**Work request:**
Your job is to write out each record precisely as it stands.

**Entries taken from a collection:**
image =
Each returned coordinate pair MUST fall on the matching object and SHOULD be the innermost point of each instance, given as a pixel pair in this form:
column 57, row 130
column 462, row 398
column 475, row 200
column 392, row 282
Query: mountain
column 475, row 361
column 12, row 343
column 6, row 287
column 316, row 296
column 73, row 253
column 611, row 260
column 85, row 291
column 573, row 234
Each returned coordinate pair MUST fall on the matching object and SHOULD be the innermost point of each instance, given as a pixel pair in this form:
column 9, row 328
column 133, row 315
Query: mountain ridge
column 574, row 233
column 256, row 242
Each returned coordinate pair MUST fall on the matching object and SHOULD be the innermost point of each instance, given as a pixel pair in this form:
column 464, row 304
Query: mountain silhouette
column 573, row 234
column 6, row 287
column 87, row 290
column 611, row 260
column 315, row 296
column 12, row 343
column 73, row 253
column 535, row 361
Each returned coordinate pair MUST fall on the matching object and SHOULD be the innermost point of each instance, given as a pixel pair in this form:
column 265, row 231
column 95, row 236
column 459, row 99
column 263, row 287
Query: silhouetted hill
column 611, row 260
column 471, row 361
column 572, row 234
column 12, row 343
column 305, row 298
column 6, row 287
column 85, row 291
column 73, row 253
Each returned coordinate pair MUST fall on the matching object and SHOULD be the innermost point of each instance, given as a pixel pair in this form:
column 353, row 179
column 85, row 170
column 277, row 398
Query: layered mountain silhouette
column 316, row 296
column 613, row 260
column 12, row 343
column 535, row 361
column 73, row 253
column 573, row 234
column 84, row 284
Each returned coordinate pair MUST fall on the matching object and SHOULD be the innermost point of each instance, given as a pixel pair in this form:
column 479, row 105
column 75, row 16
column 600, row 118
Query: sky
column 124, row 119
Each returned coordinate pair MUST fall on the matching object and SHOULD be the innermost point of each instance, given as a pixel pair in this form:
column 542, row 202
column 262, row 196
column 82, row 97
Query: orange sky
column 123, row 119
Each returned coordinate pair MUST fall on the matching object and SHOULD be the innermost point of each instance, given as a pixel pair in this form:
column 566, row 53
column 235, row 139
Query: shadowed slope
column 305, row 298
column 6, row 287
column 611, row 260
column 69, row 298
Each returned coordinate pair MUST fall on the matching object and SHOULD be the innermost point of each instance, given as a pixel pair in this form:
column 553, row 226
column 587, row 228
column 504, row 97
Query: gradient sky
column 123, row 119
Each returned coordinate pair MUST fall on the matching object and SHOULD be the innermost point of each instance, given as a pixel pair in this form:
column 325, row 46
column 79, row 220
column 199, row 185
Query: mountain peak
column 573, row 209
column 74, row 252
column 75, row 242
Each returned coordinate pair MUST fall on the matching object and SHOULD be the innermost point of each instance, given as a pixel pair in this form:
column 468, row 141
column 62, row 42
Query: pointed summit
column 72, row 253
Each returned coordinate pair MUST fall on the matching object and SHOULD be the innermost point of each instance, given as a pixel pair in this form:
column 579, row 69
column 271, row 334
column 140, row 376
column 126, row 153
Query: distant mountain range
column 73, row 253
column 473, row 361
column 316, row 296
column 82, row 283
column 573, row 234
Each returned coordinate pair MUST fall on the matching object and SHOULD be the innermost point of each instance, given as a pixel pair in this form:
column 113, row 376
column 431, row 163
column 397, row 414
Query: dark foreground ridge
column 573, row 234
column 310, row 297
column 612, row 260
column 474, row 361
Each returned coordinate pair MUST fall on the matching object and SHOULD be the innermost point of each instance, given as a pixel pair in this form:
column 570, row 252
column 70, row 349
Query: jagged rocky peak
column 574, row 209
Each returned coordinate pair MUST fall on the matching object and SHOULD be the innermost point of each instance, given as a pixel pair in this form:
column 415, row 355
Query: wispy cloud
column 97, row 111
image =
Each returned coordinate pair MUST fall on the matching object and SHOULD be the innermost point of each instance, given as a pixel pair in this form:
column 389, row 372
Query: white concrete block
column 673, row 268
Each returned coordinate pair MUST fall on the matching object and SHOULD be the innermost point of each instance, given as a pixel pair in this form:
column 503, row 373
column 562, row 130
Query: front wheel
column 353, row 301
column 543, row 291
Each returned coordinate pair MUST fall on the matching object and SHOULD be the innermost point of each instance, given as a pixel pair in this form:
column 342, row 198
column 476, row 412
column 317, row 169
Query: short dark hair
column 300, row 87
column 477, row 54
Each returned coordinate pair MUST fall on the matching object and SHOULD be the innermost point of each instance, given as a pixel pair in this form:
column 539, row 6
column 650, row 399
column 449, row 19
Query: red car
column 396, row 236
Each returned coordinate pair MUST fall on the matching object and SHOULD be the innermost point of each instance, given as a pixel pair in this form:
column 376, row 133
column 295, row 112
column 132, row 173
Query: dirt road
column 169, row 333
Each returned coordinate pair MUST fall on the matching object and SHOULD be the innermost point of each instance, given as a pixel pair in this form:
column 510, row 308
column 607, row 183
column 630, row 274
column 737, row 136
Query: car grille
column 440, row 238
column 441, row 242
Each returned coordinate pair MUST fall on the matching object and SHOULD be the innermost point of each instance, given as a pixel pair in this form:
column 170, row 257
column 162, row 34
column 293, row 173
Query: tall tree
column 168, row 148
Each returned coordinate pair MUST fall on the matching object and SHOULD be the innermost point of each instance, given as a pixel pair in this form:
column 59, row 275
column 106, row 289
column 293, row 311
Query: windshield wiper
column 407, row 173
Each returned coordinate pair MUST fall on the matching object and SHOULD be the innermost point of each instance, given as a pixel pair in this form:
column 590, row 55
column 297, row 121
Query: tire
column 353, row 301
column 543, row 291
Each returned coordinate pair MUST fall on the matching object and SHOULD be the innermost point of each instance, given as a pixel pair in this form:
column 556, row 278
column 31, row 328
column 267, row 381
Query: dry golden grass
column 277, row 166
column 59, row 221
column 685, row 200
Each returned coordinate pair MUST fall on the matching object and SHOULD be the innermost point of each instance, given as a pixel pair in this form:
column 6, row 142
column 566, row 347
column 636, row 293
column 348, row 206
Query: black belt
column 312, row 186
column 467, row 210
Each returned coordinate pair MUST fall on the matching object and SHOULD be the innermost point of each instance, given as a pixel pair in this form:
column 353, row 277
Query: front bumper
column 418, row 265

**Response box:**
image =
Each returned coordinate pair MUST fall on the matching object and SHOULD be the innermost point of each instance, given as a pixel pair in this form:
column 57, row 130
column 462, row 398
column 475, row 200
column 392, row 282
Query: mountain
column 475, row 361
column 12, row 343
column 6, row 287
column 316, row 296
column 73, row 253
column 611, row 260
column 85, row 291
column 573, row 234
Each returned coordinate pair MUST fall on the matching object and SHOULD be the innermost point of each instance, given as a pixel pair in this form:
column 9, row 328
column 133, row 315
Query: mountain ridge
column 574, row 233
column 256, row 242
Each returned coordinate pair MUST fall on the matching object and SHOULD be the innermost point of each instance, given as a pixel pair in this form:
column 464, row 304
Query: mountain silhouette
column 573, row 234
column 6, row 287
column 87, row 290
column 611, row 260
column 315, row 296
column 12, row 343
column 73, row 253
column 535, row 361
Each returned coordinate pair MUST fall on the matching object and SHOULD be the innermost point of each instance, given as a pixel pair in this form:
column 265, row 231
column 95, row 236
column 459, row 99
column 263, row 287
Query: silhouetted hill
column 611, row 260
column 471, row 361
column 572, row 234
column 12, row 343
column 305, row 298
column 6, row 287
column 85, row 291
column 73, row 253
Each returned coordinate pair MUST fall on the matching object and SHOULD be the innermost point of each instance, given as a pixel pair in this form:
column 353, row 179
column 85, row 170
column 277, row 398
Query: layered mountain silhouette
column 316, row 296
column 613, row 260
column 12, row 343
column 535, row 361
column 73, row 253
column 573, row 234
column 84, row 284
Each returned coordinate pair MUST fall on the matching object and SHOULD be the innermost point of each instance, given as a pixel pair in this form:
column 479, row 105
column 75, row 16
column 600, row 118
Query: sky
column 124, row 119
Each returned coordinate pair MUST fall on the matching object and SHOULD be the innermost point of each instance, given as a pixel pair in this form:
column 542, row 202
column 262, row 196
column 82, row 97
Query: orange sky
column 123, row 119
Each returned coordinate pair MUST fall on the matching object and SHOULD be the innermost point of each instance, given as a pixel pair in this form:
column 566, row 53
column 235, row 139
Query: shadowed slope
column 305, row 298
column 6, row 287
column 611, row 260
column 69, row 298
Each returned coordinate pair MUST fall on the matching object and SHOULD be the innermost point of each instance, given as a pixel pair in this form:
column 553, row 226
column 587, row 228
column 504, row 97
Query: gradient sky
column 123, row 119
Each returned coordinate pair MUST fall on the matching object and SHOULD be the innermost point of each instance, given as a pixel pair in this form:
column 325, row 46
column 79, row 220
column 199, row 185
Query: mountain peak
column 573, row 209
column 74, row 252
column 75, row 242
Each returned coordinate pair MUST fall on the matching object and SHOULD be the innermost point of each instance, given as a pixel pair in this form:
column 468, row 141
column 62, row 42
Query: pointed summit
column 72, row 253
Each returned coordinate pair MUST fall on the matching object and SHOULD be the innermost point of each instance, given as a pixel pair in this form:
column 579, row 69
column 271, row 334
column 140, row 376
column 126, row 153
Query: distant mountain range
column 73, row 253
column 473, row 361
column 316, row 296
column 82, row 283
column 573, row 234
Each returned coordinate pair MUST fall on the matching object and SHOULD be the innermost point of each instance, given as a pixel pair in this form:
column 113, row 376
column 431, row 163
column 397, row 414
Query: dark foreground ridge
column 573, row 234
column 310, row 297
column 612, row 260
column 474, row 361
Each returned coordinate pair MUST fall on the matching object and SHOULD be the innermost point of each instance, given as a pixel pair in this form:
column 570, row 252
column 70, row 349
Query: jagged rocky peak
column 574, row 209
Each returned coordinate pair MUST fall on the matching object and SHOULD be the innermost point of each instance, given as a pixel pair in this form:
column 415, row 355
Query: wispy cloud
column 97, row 111
image =
Each returned coordinate pair MUST fall on the matching object and SHOULD be the innermost point of each instance, given as a pixel pair in this form:
column 389, row 372
Query: white concrete block
column 673, row 268
Each returned coordinate pair MUST fall on the matching object and SHOULD be the innermost point of each instance, given as a pixel pair in this form:
column 503, row 373
column 562, row 130
Query: front wheel
column 353, row 301
column 543, row 291
Each returned coordinate pair MUST fall on the matching object and SHOULD be the innermost point of each instance, given as a pixel pair in this form:
column 342, row 198
column 476, row 412
column 317, row 169
Query: short dark hair
column 300, row 87
column 477, row 54
Each returned coordinate pair MUST fall on the matching object and SHOULD be the innermost point of each instance, given as a pixel pair in this form:
column 539, row 6
column 650, row 399
column 449, row 19
Query: red car
column 396, row 236
Each returned coordinate pair MUST fall on the matching object and SHOULD be the innermost point of each instance, given as a pixel pair in this form:
column 376, row 133
column 295, row 112
column 132, row 173
Query: dirt road
column 169, row 333
Each returned coordinate pair MUST fall on the matching object and SHOULD be the innermost point of each instance, given as a pixel pair in this form:
column 510, row 308
column 607, row 183
column 630, row 274
column 737, row 136
Query: car grille
column 440, row 238
column 441, row 242
Each returned coordinate pair MUST fall on the matching object and SHOULD be the innermost point of each instance, given as a pixel pair in this form:
column 170, row 257
column 162, row 34
column 293, row 173
Query: tall tree
column 168, row 148
Each returned coordinate pair MUST fall on the matching object and SHOULD be the innermost point of each instance, given as a pixel pair in this form:
column 59, row 275
column 106, row 289
column 293, row 311
Query: windshield wiper
column 407, row 173
Each returned coordinate pair MUST fall on the matching object and SHOULD be the innermost point of each instance, given as a pixel pair in this form:
column 590, row 55
column 297, row 121
Query: tire
column 353, row 301
column 543, row 291
Each returned coordinate pair MUST fall on the matching object and SHOULD be the innermost point of each instance, given as a pixel pair in this form:
column 556, row 278
column 31, row 328
column 267, row 381
Query: dry golden grass
column 277, row 166
column 59, row 221
column 685, row 200
Each returned coordinate pair MUST fall on the matching object and SHOULD be the innermost point of each instance, given as a pixel pair in this form:
column 6, row 142
column 566, row 347
column 636, row 293
column 348, row 206
Query: black belt
column 312, row 186
column 467, row 210
Each returned coordinate pair MUST fall on the matching object and SHOULD be the innermost point of each instance, given as a pixel pair in this form:
column 353, row 277
Query: front bumper
column 418, row 265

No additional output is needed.